Requirement
Lines before the one containing "of the bright" are excluded; print that line and every line after it through the end of the material below, exactly.

Exercise data
⟨

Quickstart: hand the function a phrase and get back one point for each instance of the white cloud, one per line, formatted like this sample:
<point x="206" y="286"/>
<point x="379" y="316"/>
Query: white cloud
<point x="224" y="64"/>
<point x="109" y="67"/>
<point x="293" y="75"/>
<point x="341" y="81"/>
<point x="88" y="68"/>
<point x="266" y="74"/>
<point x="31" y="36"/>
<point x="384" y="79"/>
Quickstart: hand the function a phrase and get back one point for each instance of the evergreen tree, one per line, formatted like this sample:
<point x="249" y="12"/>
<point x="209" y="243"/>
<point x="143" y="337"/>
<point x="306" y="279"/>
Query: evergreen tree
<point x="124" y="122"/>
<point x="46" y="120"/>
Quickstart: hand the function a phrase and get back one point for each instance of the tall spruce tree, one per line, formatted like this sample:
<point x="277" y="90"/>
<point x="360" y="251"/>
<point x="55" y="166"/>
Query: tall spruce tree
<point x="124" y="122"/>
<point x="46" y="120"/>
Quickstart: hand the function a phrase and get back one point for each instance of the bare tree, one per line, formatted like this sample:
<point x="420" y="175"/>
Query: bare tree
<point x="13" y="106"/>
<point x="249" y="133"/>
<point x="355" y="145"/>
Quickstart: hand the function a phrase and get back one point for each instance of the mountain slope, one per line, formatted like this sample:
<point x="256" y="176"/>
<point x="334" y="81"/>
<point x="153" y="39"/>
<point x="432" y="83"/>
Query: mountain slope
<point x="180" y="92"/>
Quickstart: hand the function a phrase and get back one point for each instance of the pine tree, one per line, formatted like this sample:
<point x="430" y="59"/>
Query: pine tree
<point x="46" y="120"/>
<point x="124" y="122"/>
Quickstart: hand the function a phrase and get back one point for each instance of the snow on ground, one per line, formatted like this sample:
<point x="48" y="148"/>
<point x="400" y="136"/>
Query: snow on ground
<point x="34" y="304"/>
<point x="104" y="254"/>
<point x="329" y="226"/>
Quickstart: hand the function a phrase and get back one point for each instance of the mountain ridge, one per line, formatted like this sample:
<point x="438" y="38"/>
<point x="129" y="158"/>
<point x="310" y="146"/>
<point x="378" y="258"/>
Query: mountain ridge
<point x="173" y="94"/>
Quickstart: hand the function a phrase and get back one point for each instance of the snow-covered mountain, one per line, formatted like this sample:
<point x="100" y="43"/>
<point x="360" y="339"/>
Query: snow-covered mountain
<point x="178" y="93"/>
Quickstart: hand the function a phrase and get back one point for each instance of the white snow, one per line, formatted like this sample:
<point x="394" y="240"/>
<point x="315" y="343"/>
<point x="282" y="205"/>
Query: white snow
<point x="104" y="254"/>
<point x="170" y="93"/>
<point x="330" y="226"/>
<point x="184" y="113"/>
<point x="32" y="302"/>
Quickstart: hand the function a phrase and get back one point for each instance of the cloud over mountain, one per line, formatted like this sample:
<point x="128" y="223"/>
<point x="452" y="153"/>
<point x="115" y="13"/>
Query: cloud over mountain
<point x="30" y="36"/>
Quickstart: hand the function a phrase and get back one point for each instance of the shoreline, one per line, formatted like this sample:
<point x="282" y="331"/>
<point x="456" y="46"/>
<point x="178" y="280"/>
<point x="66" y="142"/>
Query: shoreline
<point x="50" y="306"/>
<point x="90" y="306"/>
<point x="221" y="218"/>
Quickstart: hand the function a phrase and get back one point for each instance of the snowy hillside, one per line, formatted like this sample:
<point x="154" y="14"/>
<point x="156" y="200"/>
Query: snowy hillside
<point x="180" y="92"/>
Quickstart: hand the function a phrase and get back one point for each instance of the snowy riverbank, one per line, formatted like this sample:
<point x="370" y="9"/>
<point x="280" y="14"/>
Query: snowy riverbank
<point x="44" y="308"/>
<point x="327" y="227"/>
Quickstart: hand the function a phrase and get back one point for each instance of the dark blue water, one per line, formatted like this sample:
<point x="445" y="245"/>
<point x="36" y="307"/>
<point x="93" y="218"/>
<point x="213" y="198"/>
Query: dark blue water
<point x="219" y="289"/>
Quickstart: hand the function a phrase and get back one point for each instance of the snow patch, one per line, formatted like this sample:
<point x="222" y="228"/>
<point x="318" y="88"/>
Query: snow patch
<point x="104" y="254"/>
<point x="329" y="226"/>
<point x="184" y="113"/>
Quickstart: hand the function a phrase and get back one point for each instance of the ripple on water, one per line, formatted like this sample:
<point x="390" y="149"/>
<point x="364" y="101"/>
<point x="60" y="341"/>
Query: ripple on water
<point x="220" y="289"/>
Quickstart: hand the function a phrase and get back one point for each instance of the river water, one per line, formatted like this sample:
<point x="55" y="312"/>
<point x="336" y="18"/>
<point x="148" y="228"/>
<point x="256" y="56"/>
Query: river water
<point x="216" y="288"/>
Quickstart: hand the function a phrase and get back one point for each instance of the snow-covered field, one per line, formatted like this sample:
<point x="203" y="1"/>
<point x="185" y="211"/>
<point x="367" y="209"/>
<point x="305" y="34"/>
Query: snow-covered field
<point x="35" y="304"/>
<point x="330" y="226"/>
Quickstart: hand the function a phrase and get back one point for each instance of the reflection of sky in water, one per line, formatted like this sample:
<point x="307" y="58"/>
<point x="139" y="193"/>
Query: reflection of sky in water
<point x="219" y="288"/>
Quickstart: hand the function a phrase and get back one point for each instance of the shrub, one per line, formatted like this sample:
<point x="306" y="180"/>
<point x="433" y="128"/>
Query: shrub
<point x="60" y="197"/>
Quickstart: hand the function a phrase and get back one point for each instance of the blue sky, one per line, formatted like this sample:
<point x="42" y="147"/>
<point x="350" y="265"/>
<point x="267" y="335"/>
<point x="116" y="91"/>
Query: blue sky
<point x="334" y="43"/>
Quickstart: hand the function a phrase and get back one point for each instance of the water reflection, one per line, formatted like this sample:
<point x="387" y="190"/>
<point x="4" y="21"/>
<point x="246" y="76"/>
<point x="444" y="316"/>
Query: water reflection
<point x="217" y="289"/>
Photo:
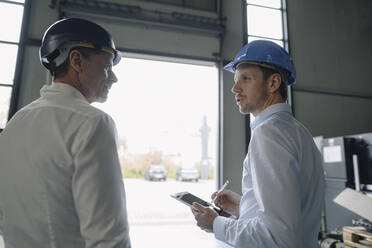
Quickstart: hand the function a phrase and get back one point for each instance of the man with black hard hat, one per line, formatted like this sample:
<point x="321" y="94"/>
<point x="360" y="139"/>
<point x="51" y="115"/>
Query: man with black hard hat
<point x="282" y="183"/>
<point x="60" y="178"/>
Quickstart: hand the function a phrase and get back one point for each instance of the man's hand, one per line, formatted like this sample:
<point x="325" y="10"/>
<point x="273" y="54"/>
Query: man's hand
<point x="227" y="200"/>
<point x="204" y="217"/>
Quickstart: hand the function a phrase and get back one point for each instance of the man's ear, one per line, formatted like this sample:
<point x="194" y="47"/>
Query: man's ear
<point x="274" y="82"/>
<point x="75" y="58"/>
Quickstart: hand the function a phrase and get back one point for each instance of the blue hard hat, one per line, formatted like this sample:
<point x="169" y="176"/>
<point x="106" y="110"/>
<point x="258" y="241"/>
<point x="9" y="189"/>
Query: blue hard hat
<point x="266" y="53"/>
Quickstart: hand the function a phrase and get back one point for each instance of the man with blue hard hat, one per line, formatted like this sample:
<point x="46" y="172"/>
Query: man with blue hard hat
<point x="60" y="178"/>
<point x="282" y="182"/>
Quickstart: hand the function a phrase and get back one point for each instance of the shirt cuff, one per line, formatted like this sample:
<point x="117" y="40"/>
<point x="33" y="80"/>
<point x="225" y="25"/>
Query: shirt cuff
<point x="219" y="225"/>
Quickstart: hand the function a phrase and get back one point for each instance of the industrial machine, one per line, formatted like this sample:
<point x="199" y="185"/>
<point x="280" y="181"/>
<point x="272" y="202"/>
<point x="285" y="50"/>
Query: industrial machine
<point x="347" y="162"/>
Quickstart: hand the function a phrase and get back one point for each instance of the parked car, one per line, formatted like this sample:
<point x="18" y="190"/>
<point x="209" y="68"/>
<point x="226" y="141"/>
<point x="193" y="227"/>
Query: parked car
<point x="156" y="172"/>
<point x="187" y="174"/>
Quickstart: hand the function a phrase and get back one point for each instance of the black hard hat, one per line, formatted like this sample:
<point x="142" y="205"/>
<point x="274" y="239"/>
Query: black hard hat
<point x="68" y="33"/>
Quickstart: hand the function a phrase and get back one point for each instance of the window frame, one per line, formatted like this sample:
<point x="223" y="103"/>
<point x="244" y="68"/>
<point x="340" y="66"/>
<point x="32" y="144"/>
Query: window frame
<point x="284" y="40"/>
<point x="20" y="54"/>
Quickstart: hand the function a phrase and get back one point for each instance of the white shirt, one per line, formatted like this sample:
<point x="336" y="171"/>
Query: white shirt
<point x="60" y="178"/>
<point x="282" y="185"/>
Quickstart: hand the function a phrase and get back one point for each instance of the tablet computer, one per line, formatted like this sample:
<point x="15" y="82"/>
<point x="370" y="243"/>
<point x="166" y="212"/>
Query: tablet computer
<point x="188" y="198"/>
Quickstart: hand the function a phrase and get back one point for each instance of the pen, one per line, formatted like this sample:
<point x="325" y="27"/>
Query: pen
<point x="220" y="190"/>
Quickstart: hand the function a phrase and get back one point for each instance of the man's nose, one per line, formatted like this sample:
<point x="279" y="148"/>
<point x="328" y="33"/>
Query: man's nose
<point x="235" y="88"/>
<point x="113" y="77"/>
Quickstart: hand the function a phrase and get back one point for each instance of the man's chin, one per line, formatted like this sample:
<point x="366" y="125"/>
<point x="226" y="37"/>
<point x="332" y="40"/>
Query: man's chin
<point x="244" y="111"/>
<point x="101" y="99"/>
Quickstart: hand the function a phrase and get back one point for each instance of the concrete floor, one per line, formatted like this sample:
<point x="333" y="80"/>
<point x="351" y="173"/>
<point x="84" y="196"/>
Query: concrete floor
<point x="157" y="220"/>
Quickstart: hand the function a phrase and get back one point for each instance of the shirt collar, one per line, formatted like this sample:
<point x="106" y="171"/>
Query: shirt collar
<point x="63" y="88"/>
<point x="269" y="111"/>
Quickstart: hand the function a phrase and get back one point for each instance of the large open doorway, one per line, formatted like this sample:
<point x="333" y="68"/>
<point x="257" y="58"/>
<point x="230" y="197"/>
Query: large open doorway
<point x="166" y="115"/>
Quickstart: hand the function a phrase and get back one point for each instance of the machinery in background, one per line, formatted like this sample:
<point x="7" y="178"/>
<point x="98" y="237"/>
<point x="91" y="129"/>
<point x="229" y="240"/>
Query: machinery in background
<point x="347" y="162"/>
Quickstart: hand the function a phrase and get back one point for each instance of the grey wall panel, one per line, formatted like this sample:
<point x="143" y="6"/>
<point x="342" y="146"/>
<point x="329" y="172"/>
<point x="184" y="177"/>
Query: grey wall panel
<point x="152" y="39"/>
<point x="233" y="123"/>
<point x="137" y="36"/>
<point x="331" y="116"/>
<point x="331" y="44"/>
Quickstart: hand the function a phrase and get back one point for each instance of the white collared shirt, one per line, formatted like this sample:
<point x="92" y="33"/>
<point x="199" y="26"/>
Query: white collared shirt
<point x="282" y="186"/>
<point x="60" y="178"/>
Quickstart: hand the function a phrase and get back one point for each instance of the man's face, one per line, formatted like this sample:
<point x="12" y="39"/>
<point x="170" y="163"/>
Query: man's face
<point x="97" y="76"/>
<point x="250" y="89"/>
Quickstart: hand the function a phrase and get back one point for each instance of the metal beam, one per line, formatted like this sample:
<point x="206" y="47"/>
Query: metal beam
<point x="135" y="15"/>
<point x="331" y="93"/>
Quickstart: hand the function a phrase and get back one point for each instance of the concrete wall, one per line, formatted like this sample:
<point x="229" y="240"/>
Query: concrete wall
<point x="330" y="42"/>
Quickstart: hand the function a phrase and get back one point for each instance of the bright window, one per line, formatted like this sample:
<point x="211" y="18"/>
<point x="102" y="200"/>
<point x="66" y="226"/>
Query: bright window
<point x="11" y="13"/>
<point x="161" y="109"/>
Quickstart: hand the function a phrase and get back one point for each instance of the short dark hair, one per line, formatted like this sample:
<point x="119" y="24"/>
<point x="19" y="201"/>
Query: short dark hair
<point x="267" y="72"/>
<point x="62" y="70"/>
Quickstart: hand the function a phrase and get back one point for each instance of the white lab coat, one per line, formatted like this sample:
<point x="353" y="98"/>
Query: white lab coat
<point x="60" y="178"/>
<point x="282" y="185"/>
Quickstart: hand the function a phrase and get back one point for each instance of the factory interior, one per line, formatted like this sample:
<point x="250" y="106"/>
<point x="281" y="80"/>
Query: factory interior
<point x="173" y="104"/>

⟩

Reply
Quickstart: hand the function a phrase and get back one point for each instance of the bright window, one per line, formatted like this sample:
<point x="211" y="18"/>
<point x="102" y="200"/>
<point x="66" y="226"/>
Query: bright window
<point x="11" y="13"/>
<point x="161" y="109"/>
Quickstart: hand the function a phrase and get back one point for each instance of the short dark hair, one per line, formatted like this sample:
<point x="119" y="24"/>
<point x="19" y="201"/>
Query: short dark hair
<point x="267" y="72"/>
<point x="62" y="70"/>
Quickstart: hand the function a phrase and get back one point for each instance of the white lab coat, one per line, formatted like this sample:
<point x="353" y="98"/>
Query: white lab coat
<point x="60" y="178"/>
<point x="282" y="185"/>
Quickstart: hand the function a phrase and get back one point for each instance of the factory interior, one per line, formatted like this sample:
<point x="250" y="106"/>
<point x="281" y="80"/>
Query: factory interior
<point x="173" y="104"/>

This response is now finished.